Records excerpted from a collection
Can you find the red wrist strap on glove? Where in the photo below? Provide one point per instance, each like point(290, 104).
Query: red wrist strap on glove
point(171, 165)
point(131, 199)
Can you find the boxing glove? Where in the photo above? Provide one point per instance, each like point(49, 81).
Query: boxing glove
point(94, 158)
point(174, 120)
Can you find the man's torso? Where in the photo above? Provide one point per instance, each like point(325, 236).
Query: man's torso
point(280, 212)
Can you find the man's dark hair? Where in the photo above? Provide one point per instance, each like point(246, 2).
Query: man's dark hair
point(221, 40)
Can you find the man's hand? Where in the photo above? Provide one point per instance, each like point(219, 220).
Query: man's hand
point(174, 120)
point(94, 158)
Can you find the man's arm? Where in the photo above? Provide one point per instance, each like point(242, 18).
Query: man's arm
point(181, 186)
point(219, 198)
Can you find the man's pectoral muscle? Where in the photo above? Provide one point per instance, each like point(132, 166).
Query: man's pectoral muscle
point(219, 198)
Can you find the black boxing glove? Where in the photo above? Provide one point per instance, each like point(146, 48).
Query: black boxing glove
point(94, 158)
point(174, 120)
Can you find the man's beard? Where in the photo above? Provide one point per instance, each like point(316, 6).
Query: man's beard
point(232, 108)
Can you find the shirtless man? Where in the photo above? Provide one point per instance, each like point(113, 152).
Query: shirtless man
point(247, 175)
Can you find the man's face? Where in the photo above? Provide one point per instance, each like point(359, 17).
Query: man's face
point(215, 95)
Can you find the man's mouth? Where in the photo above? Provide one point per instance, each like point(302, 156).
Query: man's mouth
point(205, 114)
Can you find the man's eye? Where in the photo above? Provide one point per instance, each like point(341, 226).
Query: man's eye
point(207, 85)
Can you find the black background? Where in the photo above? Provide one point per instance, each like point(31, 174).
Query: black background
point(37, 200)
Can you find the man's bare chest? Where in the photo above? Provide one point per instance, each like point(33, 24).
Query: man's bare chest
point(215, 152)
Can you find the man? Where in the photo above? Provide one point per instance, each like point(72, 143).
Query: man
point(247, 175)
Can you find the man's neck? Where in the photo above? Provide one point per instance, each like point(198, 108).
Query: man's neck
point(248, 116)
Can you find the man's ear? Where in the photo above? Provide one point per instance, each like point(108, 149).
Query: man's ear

▶ [WHAT YOU HAVE TO DO]:
Nothing but an exact copy of the lines from the first one above through the line holding "Can you find the man's mouth?" should be returned.

▶ [TASK ANSWER]:
Can you find the red wrist strap on glove? Where in the photo below? Provide one point per instance, each like point(290, 104).
Query: red wrist strap on glove
point(171, 165)
point(131, 199)
Can you find the boxing glove? Where in the photo above? Provide one point per instance, each like point(49, 81).
Query: boxing glove
point(94, 158)
point(174, 120)
Can you find the man's torso? Where in the photo above? Provide one point per instance, each like point(325, 236).
Query: man's torso
point(280, 212)
Can you find the man's dark hair? Where in the photo above? Provide one point per instance, each like point(246, 2).
Query: man's dark hair
point(221, 40)
Can you find the man's hand? Where in the photo above? Provide one point per instance, each like point(219, 220).
Query: man's hand
point(174, 120)
point(94, 158)
Can you find the man's arm? Where in the photo above? Provide one point per instance, each like point(242, 18).
Query: man's arm
point(181, 186)
point(219, 198)
Can you find the man's pectoral muscle? Where in the photo above? Provide one point per instance, each like point(132, 166).
Query: man's pectoral muscle
point(219, 198)
Can you find the black boxing glove? Where in the photo above? Provide one point per instance, each like point(146, 48).
Query: black boxing glove
point(94, 158)
point(174, 120)
Can you find the man's beard? Where in the photo above? Provide one point per instance, each like point(316, 6).
Query: man's beard
point(232, 108)
Can you find the shirtless man? Where in the photo above? Provide one point per instance, each like point(113, 152).
Query: shirtless man
point(247, 175)
Can you find the man's face? Where in the photo above? Provide one point per instance, each like point(359, 17).
Query: man's face
point(215, 95)
Can you find the man's mouth? Where in the photo above? Provide one point per instance, each like point(302, 156).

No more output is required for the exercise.